所給文章 =>
___

一、MHA特性
二、MHA工作機制及failover過程解析
三、MHA適用的主從架構
四、MHA高可用環境的構建
4.1 實驗環境
4.2 實驗大概步驟
4.3 相關腳本說明
4.4 MHA部署過程
4.5 配置VIP的方式
五、MHA常用命令
六、注意事項
七、部署過程遇到的問題
一.MHA特性
1.主服務器的自動監控和故障轉移
MHA監控複製架構的主服務器,一旦檢測到主服務器故障,就會自動進行故障轉移。即使有些從服務器沒有收到最新的relay log,MHA自動從最新的從服務器上識別差異的relay log並把這些日誌應用到其他從服務器上,因此所有的從服務器保持一致性了。MHA通常在幾秒內完成故障轉移,9-12秒可以檢測出主服務器故障,7-10秒內關閉故障的主服務器以避免腦裂,幾秒中內應用差異的relay log到新的主服務器上,整個過程可以在10-30s內完成。還可以設置優先級指定其中的一臺slave作爲master的候選人。由於MHA在slaves之間修復一致性,因此可以將任何slave變成新的master,而不會發生一致性的問題,從而導致複製失敗。
2.交互式主服務器故障轉移
可以只使用MHA的故障轉移,而不用於監控主服務器,當主服務器故障時,人工調用MHA來進行故障故障。
3.非交互式的主故障轉移
不監控主服務器,但自動實現故障轉移。這種特徵適用於已經使用其他軟件來監控主服務器狀態,比如heartbeat來檢測主服務器故障和虛擬IP地址接管,可以使用MHA來實現故障轉移和slave服務器晉級爲master服務器。
4.在線切換主服務器
在許多情況下,需要將現有的主服務器遷移到另外一臺服務器上。比如主服務器硬件故障,RAID控制卡需要重建,將主服務器移到性能更好的服務器上等等。維護主服務器引起性能下降,導致停機時間至少無法寫入數據。另外,阻塞或殺掉當前運行的會話會導致主主之間數據不一致的問題發生。MHA提供快速切換和優雅的阻塞寫入,這個切換過程只需要0.5-2s的時間,這段時間內數據是無法寫入的。在很多情況下,0.5-2s的阻塞寫入是可以接受的。因此切換主服務器不需要計劃分配維護時間窗口(呵呵,不需要你在夜黑風高時通宵達旦完成切換主服務器的任務)。
二.MHA工作機制
MHA自動Failover過程解析
http://www.mysqlsystems.com/2012/03/figure-out-process-of-autofailover-on-mha.html
https://code.google.com/p/mysql-master-ha/wiki/Sequences_of_MHA
三.MHA適用的主從架構
https://code.google.com/p/mysql-master-ha/wiki/UseCases
四.MHA高可用環境的構建
4.1 實驗環境
Node1:192.168.10.216 (主)

___

所給資料 =>
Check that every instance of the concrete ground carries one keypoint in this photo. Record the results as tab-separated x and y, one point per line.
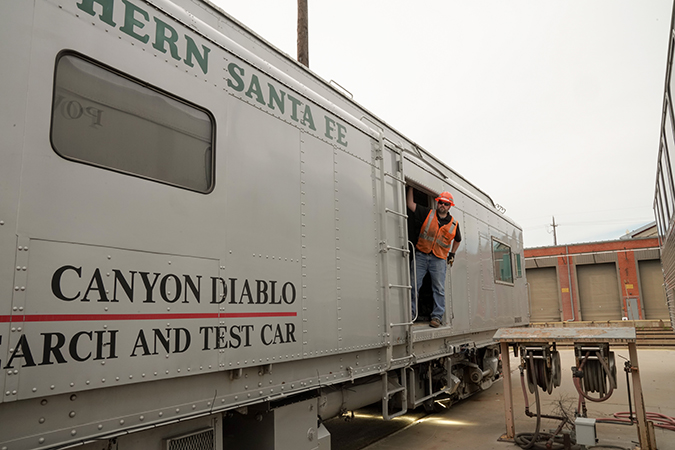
478	422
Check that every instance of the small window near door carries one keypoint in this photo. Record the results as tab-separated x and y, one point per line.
501	259
517	258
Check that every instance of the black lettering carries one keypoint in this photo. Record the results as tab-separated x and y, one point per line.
56	282
128	289
148	287
72	347
232	291
284	295
96	284
111	344
22	350
214	290
190	285
205	331
165	294
273	285
178	332
142	343
262	296
234	334
49	348
246	291
290	332
247	329
262	333
164	342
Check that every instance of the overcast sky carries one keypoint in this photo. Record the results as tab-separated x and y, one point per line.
553	108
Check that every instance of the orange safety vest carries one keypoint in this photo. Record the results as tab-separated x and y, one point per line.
435	239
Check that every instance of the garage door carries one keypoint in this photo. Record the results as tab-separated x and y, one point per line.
544	301
599	292
651	282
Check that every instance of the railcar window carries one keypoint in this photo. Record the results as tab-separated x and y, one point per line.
107	120
518	266
501	258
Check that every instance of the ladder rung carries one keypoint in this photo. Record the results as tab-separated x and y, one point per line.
404	250
396	212
398	389
395	177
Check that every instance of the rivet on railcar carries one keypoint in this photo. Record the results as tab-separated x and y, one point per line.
436	236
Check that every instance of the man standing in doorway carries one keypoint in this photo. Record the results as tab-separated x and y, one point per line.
438	240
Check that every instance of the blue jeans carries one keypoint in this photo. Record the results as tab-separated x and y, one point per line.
436	267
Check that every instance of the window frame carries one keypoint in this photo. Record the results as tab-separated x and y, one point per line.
494	267
149	87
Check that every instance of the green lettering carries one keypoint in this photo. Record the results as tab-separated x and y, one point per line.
342	133
274	98
330	126
161	38
130	22
192	50
296	103
254	89
307	118
233	69
106	9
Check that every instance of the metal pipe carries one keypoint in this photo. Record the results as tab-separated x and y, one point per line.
569	283
349	398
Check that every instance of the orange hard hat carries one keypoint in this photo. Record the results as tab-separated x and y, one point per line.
446	197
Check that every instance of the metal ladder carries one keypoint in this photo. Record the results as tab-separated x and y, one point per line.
397	387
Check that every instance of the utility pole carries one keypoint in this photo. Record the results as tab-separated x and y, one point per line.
303	33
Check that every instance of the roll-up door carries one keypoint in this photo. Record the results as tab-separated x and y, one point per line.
544	301
599	292
653	296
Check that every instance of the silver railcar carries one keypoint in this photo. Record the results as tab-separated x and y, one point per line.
664	194
204	245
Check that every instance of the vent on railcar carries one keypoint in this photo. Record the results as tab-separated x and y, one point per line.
199	440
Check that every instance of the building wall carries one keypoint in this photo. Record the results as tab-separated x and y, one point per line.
625	254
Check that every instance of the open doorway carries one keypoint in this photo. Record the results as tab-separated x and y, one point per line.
426	300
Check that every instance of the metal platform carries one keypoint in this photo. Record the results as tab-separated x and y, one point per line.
610	335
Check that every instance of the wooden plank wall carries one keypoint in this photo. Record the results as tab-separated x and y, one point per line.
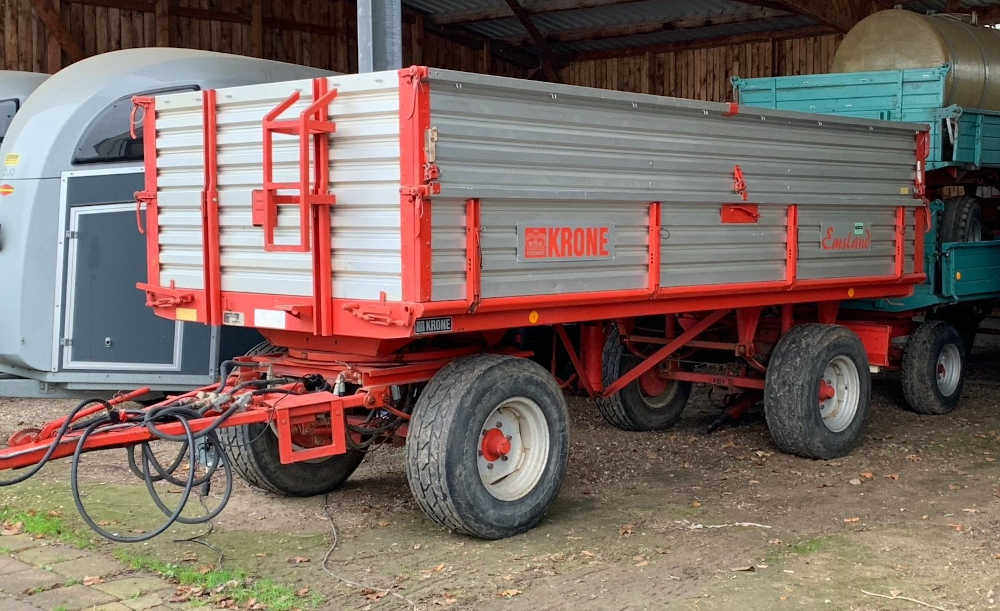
330	40
320	33
703	73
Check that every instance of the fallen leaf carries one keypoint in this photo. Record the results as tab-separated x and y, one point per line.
8	529
446	600
372	594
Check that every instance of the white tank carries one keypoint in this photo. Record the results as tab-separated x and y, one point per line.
897	39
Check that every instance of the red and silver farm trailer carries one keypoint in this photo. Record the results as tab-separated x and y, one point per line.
436	255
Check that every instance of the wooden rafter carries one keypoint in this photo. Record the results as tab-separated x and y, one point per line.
753	16
813	30
541	45
532	6
57	29
838	14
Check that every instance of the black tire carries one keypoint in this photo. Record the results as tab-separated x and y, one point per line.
792	402
253	451
929	386
962	220
443	444
631	409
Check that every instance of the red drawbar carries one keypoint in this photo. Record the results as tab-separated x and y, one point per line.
740	213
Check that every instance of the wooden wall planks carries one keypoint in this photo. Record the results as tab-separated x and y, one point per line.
703	73
330	41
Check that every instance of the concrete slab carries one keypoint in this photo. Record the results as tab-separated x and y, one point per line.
72	597
29	579
16	543
93	565
131	587
47	555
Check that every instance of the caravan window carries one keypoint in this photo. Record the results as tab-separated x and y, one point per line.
8	108
107	138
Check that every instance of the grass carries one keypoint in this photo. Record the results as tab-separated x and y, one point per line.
45	525
237	584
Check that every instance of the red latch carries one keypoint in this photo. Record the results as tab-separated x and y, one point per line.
739	185
141	197
740	213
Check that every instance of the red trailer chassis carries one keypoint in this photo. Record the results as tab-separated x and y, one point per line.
367	350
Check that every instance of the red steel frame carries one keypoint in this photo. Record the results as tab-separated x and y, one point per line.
326	316
366	342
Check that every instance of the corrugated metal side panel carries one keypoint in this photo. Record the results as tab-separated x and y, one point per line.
509	138
503	274
448	249
180	166
698	249
818	260
364	175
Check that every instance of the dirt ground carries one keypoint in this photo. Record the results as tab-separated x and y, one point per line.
676	519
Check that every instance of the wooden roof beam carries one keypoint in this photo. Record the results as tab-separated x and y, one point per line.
534	7
541	45
721	41
756	15
838	14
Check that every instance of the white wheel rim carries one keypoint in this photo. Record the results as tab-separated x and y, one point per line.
513	474
949	369
842	378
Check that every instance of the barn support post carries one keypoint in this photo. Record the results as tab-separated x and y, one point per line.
380	35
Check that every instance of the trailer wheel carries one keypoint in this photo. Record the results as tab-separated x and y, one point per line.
962	220
933	368
647	404
253	450
487	445
817	391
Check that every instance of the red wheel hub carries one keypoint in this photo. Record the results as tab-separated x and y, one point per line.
495	444
652	384
826	391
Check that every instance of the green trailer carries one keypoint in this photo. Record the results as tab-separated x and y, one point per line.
961	256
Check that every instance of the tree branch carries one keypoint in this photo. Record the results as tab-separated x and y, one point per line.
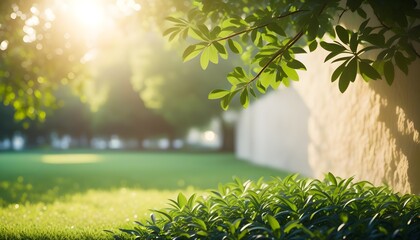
280	52
259	26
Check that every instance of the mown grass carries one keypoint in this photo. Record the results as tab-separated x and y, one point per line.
77	195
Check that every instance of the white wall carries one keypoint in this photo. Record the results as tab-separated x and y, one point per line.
274	132
370	132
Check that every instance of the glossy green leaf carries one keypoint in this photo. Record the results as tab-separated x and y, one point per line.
267	77
205	58
191	52
337	72
375	39
213	54
220	48
348	75
389	72
296	64
313	45
170	30
401	62
244	98
354	4
367	70
218	93
182	200
354	42
291	73
272	221
332	47
235	46
342	34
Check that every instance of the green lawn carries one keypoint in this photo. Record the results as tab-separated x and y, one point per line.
76	195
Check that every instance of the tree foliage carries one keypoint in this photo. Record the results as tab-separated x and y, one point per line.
174	90
269	34
37	54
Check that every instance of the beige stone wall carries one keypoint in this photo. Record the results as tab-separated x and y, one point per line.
274	132
370	132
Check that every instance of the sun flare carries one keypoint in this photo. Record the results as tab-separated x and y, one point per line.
89	14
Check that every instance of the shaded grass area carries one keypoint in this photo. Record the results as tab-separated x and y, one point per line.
77	195
39	176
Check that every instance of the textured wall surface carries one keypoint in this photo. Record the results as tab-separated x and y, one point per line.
274	132
370	132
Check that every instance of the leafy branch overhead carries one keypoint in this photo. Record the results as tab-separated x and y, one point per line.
269	34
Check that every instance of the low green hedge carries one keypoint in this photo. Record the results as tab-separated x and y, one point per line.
289	208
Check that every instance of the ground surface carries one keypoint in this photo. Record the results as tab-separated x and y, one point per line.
76	195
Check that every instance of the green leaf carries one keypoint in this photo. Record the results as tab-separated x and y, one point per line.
332	47
290	72
190	52
213	54
312	29
234	46
389	72
354	4
220	48
375	39
331	55
297	50
272	221
332	178
361	12
218	93
267	77
224	103
215	32
295	64
342	34
182	200
170	30
348	75
353	42
401	62
313	45
205	58
244	98
204	30
291	225
367	70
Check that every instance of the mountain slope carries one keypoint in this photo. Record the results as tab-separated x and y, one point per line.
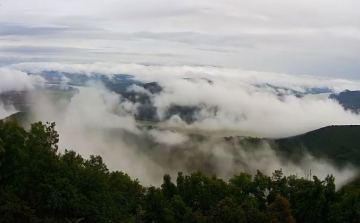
340	144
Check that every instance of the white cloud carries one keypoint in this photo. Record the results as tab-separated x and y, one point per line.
14	80
302	37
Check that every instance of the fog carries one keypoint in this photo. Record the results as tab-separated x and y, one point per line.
231	103
89	126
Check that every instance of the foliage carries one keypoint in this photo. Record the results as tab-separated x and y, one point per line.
40	184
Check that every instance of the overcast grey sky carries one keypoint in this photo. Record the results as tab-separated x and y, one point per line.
314	37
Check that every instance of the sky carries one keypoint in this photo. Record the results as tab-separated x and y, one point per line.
311	37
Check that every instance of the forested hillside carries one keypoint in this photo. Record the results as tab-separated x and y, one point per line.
340	144
39	184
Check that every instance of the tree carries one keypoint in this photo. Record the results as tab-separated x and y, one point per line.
227	211
279	211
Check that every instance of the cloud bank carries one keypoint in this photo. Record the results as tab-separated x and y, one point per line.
229	100
316	37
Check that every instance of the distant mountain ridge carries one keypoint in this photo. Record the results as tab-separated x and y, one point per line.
350	100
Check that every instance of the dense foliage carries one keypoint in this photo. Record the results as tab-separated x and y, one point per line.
339	144
39	184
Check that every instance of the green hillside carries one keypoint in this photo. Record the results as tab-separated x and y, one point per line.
340	144
39	184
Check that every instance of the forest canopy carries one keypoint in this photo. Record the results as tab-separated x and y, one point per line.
40	184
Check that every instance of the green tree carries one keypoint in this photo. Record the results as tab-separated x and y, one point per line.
279	211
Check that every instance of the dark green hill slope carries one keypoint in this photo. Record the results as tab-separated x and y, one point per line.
340	144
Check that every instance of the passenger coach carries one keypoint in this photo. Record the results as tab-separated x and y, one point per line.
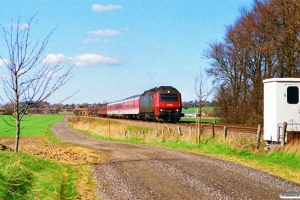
160	104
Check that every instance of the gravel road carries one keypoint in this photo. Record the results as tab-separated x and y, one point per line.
147	172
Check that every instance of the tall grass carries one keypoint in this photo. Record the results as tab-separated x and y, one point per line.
31	125
24	176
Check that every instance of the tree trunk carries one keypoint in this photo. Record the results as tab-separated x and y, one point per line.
17	136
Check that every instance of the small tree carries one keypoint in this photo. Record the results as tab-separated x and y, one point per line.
30	79
202	92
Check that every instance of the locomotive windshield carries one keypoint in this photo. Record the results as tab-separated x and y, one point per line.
168	97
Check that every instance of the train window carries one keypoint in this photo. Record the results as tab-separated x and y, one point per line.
168	97
293	95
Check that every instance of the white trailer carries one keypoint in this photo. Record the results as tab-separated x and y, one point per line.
281	104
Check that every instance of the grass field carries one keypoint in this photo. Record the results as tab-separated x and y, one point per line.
31	125
207	110
23	176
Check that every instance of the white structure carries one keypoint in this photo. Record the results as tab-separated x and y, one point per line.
281	104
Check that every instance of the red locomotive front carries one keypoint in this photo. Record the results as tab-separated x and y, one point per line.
167	104
161	104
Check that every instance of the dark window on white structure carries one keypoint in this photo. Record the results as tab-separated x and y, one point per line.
293	95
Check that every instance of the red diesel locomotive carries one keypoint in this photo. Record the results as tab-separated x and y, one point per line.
158	104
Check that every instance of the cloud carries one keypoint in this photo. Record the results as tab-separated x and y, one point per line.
93	60
82	60
101	8
53	58
106	32
3	62
90	40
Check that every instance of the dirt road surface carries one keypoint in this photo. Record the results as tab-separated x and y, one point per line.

___

執行事項 =>
(a) 請把這篇MHA文章從「2.交互式主服務器故障轉移」開始、到「器晉級爲master服務器。」結束的那一段原樣印出來。
(b) 這篇MHA文章在「MHA特性」部分介紹了幾項特性，請列出每一項特性的標題。

預期結果 =>
(a)
2.交互式主服務器故障轉移
可以只使用MHA的故障轉移,而不用於監控主服務器,當主服務器故障時,人工調用MHA來進行故障故障。
3.非交互式的主故障轉移
不監控主服務器,但自動實現故障轉移。這種特徵適用於已經使用其他軟件來監控主服務器狀態,比如heartbeat來檢測主服務器故障和虛擬IP地址接管,可以使用MHA來實現故障轉移和slave服務器晉級爲master服務器。

(b)
主服務器的自動監控和故障轉移
交互式主服務器故障轉移
非交互式的主故障轉移
在線切換主服務器